Exercise brief. May I have, exactly as written, the line containing "ok so I need the boxes for every woman's" and every line after it through the end of the listing below, and nothing else?

▼

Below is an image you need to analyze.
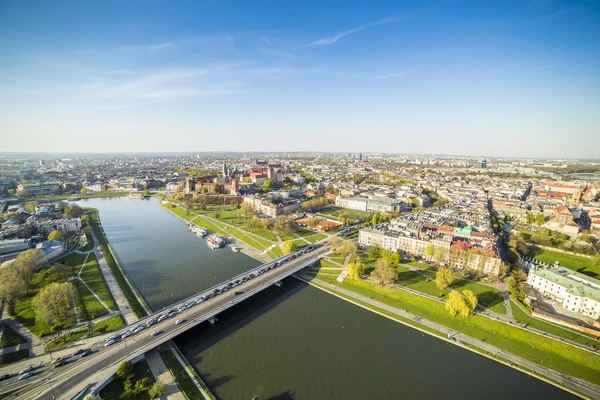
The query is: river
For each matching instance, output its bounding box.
[81,197,576,400]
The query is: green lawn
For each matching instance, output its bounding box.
[395,265,506,314]
[305,234,327,243]
[11,267,77,337]
[79,253,117,311]
[211,220,271,250]
[528,247,598,277]
[272,245,283,258]
[88,208,148,318]
[0,324,27,348]
[313,273,600,386]
[292,239,309,249]
[61,252,88,277]
[46,315,125,351]
[317,206,374,223]
[0,349,29,366]
[159,349,204,400]
[74,280,109,320]
[214,211,278,241]
[510,301,599,348]
[100,359,156,400]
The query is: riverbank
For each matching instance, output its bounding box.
[160,201,272,263]
[87,208,151,318]
[298,273,600,399]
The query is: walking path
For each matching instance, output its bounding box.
[76,278,112,314]
[90,230,138,325]
[145,349,185,400]
[0,343,30,355]
[0,311,43,356]
[298,274,600,400]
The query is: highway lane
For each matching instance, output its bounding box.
[0,245,327,400]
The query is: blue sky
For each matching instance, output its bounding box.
[0,0,598,157]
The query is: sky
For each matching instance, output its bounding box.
[0,0,599,158]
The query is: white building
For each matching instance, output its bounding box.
[527,263,600,319]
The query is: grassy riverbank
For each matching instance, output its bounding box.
[311,272,600,386]
[87,208,149,318]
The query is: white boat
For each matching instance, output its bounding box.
[188,224,207,237]
[207,234,226,249]
[231,246,241,252]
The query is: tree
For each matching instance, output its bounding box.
[0,266,25,313]
[250,215,260,228]
[80,188,88,194]
[433,247,448,265]
[212,183,219,194]
[14,249,46,293]
[368,246,381,259]
[347,261,365,279]
[51,262,71,279]
[214,212,221,220]
[329,236,342,250]
[32,282,73,325]
[64,204,83,219]
[115,361,134,380]
[262,179,273,192]
[370,258,396,286]
[240,202,254,219]
[7,188,15,195]
[148,381,168,399]
[371,214,380,226]
[463,289,478,313]
[16,189,31,199]
[48,230,63,242]
[425,244,434,261]
[435,267,453,290]
[133,378,151,394]
[23,202,37,213]
[446,290,468,317]
[535,213,546,225]
[200,186,208,194]
[282,240,297,254]
[340,241,358,258]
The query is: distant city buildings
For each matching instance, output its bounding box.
[335,196,402,213]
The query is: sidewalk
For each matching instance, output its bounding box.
[145,349,185,400]
[91,230,138,325]
[0,311,43,356]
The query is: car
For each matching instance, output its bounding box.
[157,315,168,322]
[19,365,33,374]
[121,332,132,339]
[107,335,118,342]
[175,319,185,325]
[234,291,243,295]
[0,374,11,381]
[73,349,87,356]
[54,360,67,368]
[133,325,145,333]
[150,330,163,337]
[18,372,33,381]
[51,356,67,365]
[129,325,141,332]
[80,349,93,357]
[146,319,157,326]
[186,302,195,308]
[105,339,116,347]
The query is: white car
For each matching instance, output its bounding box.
[107,335,118,342]
[175,319,185,325]
[121,332,132,339]
[105,339,116,347]
[133,326,145,333]
[150,330,162,337]
[157,315,168,322]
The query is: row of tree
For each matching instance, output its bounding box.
[115,361,167,399]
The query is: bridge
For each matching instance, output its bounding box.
[0,244,328,400]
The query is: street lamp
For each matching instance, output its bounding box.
[45,379,56,400]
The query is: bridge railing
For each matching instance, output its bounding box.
[123,245,320,329]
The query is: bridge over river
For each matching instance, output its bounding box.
[0,244,328,400]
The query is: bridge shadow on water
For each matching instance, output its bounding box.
[173,276,309,396]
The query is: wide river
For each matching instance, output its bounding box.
[82,197,575,400]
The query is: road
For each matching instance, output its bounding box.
[0,245,328,400]
[301,275,600,400]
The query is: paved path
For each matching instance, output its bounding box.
[76,278,112,313]
[90,230,138,325]
[0,310,43,356]
[145,349,185,400]
[0,343,30,355]
[299,274,600,400]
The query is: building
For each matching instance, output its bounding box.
[230,178,239,195]
[35,240,65,260]
[335,196,402,213]
[481,159,487,169]
[527,262,600,319]
[185,178,195,193]
[544,206,580,237]
[243,196,301,218]
[0,239,32,255]
[17,183,62,196]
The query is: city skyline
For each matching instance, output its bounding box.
[1,0,599,157]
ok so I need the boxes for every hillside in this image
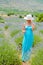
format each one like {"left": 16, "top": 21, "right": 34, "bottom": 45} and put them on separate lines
{"left": 0, "top": 0, "right": 43, "bottom": 12}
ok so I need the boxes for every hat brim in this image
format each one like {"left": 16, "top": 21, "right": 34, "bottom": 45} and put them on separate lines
{"left": 24, "top": 17, "right": 34, "bottom": 20}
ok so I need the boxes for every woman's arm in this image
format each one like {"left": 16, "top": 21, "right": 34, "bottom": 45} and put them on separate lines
{"left": 32, "top": 23, "right": 35, "bottom": 31}
{"left": 22, "top": 23, "right": 25, "bottom": 33}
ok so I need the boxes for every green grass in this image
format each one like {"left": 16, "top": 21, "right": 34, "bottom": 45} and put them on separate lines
{"left": 15, "top": 36, "right": 23, "bottom": 45}
{"left": 0, "top": 33, "right": 5, "bottom": 38}
{"left": 31, "top": 49, "right": 43, "bottom": 65}
{"left": 10, "top": 30, "right": 20, "bottom": 37}
{"left": 15, "top": 36, "right": 23, "bottom": 50}
{"left": 0, "top": 39, "right": 22, "bottom": 65}
{"left": 0, "top": 28, "right": 2, "bottom": 31}
{"left": 7, "top": 12, "right": 14, "bottom": 16}
{"left": 33, "top": 34, "right": 42, "bottom": 47}
{"left": 15, "top": 34, "right": 42, "bottom": 49}
{"left": 0, "top": 7, "right": 29, "bottom": 16}
{"left": 7, "top": 10, "right": 29, "bottom": 16}
{"left": 39, "top": 30, "right": 43, "bottom": 34}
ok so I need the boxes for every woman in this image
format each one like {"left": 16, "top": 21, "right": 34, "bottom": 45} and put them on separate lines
{"left": 22, "top": 14, "right": 35, "bottom": 65}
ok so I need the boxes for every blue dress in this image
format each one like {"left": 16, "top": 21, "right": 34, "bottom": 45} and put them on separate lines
{"left": 22, "top": 25, "right": 34, "bottom": 62}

▲

Exercise answer.
ok so I need the boxes for every woman's arm in this image
format each one like {"left": 16, "top": 21, "right": 34, "bottom": 45} and put them on separate lines
{"left": 32, "top": 23, "right": 35, "bottom": 31}
{"left": 22, "top": 23, "right": 25, "bottom": 33}
ok so I need the boxes for every green grass in this image
format each one like {"left": 16, "top": 21, "right": 34, "bottom": 45} and put them on separate lines
{"left": 15, "top": 36, "right": 23, "bottom": 45}
{"left": 0, "top": 33, "right": 5, "bottom": 38}
{"left": 31, "top": 49, "right": 43, "bottom": 65}
{"left": 10, "top": 30, "right": 20, "bottom": 37}
{"left": 15, "top": 36, "right": 23, "bottom": 50}
{"left": 0, "top": 39, "right": 22, "bottom": 65}
{"left": 0, "top": 28, "right": 2, "bottom": 31}
{"left": 7, "top": 12, "right": 14, "bottom": 16}
{"left": 33, "top": 34, "right": 42, "bottom": 47}
{"left": 15, "top": 34, "right": 42, "bottom": 49}
{"left": 0, "top": 7, "right": 29, "bottom": 16}
{"left": 7, "top": 10, "right": 29, "bottom": 16}
{"left": 39, "top": 30, "right": 43, "bottom": 34}
ok so I need the boxes for every woman in this image
format each one like {"left": 16, "top": 21, "right": 34, "bottom": 45} and put them on separate lines
{"left": 22, "top": 14, "right": 35, "bottom": 65}
ok so I need the boxes for every blue dress in this image
format each one like {"left": 16, "top": 21, "right": 34, "bottom": 45} and put them on separate lines
{"left": 22, "top": 25, "right": 34, "bottom": 62}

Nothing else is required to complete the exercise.